# Task directions
Check every line of the data below for the word "granite" and say how many have it, without further comment.

── Data supplied ──

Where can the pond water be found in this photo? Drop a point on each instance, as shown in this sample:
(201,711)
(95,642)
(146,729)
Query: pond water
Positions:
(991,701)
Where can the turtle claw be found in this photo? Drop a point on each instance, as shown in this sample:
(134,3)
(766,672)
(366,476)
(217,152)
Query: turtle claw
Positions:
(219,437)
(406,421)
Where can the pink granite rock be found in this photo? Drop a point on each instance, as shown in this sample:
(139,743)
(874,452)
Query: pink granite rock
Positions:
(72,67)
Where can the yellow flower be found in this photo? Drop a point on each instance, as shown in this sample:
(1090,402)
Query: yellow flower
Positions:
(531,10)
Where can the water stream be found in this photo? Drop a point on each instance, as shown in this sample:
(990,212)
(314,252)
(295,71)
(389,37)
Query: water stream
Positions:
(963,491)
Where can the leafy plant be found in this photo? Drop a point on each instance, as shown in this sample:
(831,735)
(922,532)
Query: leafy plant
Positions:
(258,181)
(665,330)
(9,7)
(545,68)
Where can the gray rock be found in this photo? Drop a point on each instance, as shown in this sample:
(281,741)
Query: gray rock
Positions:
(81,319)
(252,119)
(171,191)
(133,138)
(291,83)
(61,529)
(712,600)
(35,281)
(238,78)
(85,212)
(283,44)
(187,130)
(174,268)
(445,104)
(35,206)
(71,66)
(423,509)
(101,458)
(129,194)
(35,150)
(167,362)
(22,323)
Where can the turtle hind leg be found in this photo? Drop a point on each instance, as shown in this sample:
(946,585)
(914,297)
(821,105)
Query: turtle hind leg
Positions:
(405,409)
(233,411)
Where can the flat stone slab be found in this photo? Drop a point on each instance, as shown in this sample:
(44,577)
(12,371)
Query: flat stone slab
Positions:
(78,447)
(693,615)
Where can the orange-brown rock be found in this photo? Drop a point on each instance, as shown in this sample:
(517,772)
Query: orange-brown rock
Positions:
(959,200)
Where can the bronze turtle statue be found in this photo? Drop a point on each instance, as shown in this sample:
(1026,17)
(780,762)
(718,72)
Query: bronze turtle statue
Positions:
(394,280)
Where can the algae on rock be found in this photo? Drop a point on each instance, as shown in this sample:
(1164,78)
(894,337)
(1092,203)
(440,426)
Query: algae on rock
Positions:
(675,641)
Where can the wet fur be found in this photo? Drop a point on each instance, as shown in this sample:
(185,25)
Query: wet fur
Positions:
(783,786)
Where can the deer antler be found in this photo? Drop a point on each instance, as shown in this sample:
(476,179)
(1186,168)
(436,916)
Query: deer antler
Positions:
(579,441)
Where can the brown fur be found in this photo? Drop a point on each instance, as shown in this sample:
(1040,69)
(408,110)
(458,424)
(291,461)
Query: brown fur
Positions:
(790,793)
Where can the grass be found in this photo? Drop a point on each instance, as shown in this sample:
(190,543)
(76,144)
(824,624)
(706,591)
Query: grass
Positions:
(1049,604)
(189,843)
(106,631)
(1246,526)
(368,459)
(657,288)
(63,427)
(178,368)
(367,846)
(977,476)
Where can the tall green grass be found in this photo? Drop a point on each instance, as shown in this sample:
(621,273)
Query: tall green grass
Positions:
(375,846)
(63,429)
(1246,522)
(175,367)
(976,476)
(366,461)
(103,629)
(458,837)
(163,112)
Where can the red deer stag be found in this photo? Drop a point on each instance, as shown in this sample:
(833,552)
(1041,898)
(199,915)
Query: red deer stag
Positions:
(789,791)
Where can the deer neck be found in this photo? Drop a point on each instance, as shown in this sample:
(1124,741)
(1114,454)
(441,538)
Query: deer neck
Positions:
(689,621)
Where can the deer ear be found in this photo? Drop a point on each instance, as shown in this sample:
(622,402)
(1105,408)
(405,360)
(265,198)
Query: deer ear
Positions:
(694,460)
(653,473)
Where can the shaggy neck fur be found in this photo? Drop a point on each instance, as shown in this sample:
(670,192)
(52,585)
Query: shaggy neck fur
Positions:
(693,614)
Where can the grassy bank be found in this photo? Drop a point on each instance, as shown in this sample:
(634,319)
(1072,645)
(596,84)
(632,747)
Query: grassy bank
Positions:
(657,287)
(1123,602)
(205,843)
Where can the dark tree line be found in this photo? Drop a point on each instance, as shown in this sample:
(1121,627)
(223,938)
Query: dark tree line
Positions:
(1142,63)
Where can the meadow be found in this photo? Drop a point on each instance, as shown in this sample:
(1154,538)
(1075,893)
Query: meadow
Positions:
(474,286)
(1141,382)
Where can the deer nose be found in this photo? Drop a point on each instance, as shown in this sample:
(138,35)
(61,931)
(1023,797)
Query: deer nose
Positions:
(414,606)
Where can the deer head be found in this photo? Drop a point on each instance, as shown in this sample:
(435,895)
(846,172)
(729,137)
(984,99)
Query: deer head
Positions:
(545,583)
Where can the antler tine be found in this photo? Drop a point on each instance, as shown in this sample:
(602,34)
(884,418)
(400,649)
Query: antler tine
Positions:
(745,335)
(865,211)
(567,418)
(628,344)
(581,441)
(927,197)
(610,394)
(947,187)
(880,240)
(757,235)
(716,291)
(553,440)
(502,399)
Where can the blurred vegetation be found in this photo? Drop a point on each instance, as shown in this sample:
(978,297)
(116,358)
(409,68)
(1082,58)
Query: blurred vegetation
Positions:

───

# The completed task
2